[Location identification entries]

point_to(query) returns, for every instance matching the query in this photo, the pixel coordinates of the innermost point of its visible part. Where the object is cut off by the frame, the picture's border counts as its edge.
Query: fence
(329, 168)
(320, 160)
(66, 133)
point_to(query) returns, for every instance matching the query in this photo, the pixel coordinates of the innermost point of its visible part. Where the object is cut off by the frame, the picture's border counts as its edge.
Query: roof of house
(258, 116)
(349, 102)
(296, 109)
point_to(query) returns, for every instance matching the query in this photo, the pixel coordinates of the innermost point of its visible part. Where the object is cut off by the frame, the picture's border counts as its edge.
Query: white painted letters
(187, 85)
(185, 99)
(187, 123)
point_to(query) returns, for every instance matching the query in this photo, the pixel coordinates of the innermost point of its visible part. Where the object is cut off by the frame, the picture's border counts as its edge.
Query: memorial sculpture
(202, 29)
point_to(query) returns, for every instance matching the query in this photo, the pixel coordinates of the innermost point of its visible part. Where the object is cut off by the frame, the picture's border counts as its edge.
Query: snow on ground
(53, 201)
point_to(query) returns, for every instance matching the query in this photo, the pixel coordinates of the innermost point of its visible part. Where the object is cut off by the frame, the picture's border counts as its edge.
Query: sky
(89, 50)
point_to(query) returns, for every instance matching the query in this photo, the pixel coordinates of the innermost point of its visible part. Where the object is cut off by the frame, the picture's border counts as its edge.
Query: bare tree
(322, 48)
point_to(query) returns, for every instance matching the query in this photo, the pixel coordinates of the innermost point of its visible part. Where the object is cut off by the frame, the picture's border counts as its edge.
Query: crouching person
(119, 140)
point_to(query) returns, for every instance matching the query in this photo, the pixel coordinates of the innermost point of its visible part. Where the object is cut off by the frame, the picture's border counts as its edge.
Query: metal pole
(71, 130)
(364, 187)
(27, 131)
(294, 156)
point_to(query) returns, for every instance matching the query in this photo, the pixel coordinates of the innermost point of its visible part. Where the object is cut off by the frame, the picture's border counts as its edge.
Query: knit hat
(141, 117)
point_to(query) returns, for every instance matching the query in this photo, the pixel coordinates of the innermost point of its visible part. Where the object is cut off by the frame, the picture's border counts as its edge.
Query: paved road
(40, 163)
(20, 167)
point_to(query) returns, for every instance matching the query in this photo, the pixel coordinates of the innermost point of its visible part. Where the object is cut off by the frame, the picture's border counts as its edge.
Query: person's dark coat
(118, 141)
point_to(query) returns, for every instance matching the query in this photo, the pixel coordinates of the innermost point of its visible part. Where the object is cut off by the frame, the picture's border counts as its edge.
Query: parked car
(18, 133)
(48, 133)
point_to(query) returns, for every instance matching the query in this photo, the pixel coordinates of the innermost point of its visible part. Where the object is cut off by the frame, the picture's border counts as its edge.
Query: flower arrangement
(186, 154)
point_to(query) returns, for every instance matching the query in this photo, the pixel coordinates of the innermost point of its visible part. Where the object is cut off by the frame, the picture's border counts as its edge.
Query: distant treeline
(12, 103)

Your task> Transcribe every entry verbatim.

The solution>
point_to(query) returns, for every instance matching the query in this photo, the pixel coordinates of the innermost point of its visible part. Where the object is cut off by the frame, the picture's border counts as its edge.
Query: fence
(329, 168)
(320, 160)
(66, 133)
point_to(query) returns, for every instance matching the query in this photo, the pixel coordinates of the innermost point of its visible part. Where the object is cut off by the frame, the picture's border counts as its edge.
Query: roof of house
(258, 116)
(349, 102)
(296, 109)
point_to(query) returns, for every instance matching the query in this photo, the pixel coordinates of the innermost point of its visible part. Where the object is cut off by the frame, the picture's border counts as its edge.
Query: white painted letters
(187, 85)
(185, 99)
(187, 123)
point_to(query) returns, for every instance matching the query in this photo, the pixel coordinates of the innermost point of its visible part. Where the object is cut off by the frame, the picture's border counts as its edge.
Query: memorial sculpture
(202, 29)
point_to(query) returns, for every instance matching the query in this photo, the pixel coordinates of the innermost point of its visible part. Where the object is cut off by the frame, the picture's border counts as its edge.
Query: snow on ground
(53, 201)
point_to(query) returns, for every instance matching the query in this photo, the pixel coordinates of the innermost point of its visible part. Where the object is cut off by the frame, the picture's border counts as its edge.
Query: sky
(89, 50)
point_to(query) returns, for every instance matching the query in this photo, the pixel coordinates of the innermost point of its visible part. Where the object is cut off by the frame, the picture's border counts as its edge.
Query: bare tree
(322, 48)
point_to(query) returns, for every instance matching the query in this photo, the pixel coordinates of the innermost point of its visible part. Where the object is cut off by the frame, the picture's border counts as its edge.
Query: crouching person
(119, 140)
point_to(query) returns, for every instance matching the query in this photo, the pixel coordinates of the innermost point of its visible part. Where the object is cut off by the frame, the picture's border counts as its edge.
Query: metal pole
(71, 130)
(364, 187)
(27, 131)
(294, 156)
point_to(query) returns, for every instance matching the query in this photo, the pixel coordinates of the innermost point of its visible part. Where the object is cut off by the frame, the picture's border counts as its edge.
Query: knit hat
(141, 117)
point_to(query) returns, for every instance matching the query in this photo, the pixel coordinates of the innermost point of its visible part. Where the object is cut off by the frame, the picture's border counts as its edge.
Query: paved road
(40, 163)
(20, 167)
point_to(query) returns, for every instance matching the query in this photo, the pixel coordinates of the innermost point of its visible part. Where the object is cut off by the frame, the picture's border counts as its edge.
Query: person's dark coat
(118, 141)
point_to(query) returns, for every instance matching the query in this photo, the pixel coordinates of the innermost point of its visible part. Where the object is cut off by the frame, the picture's border counts as its edge.
Query: parked car
(18, 133)
(48, 133)
point_to(query) returns, for every instance matching the query in this photo, the pixel coordinates of the innermost point of its visible part. Where the object is cut off by the frame, the picture's border counts as its edge.
Query: flower arrangement
(186, 154)
point_to(query) returns, for every instance matching the query in this photo, the pixel coordinates of the innermost point of its visible part. Where the object is cut off by the frame, the picture's border counts as its edge.
Query: distant treeline
(12, 103)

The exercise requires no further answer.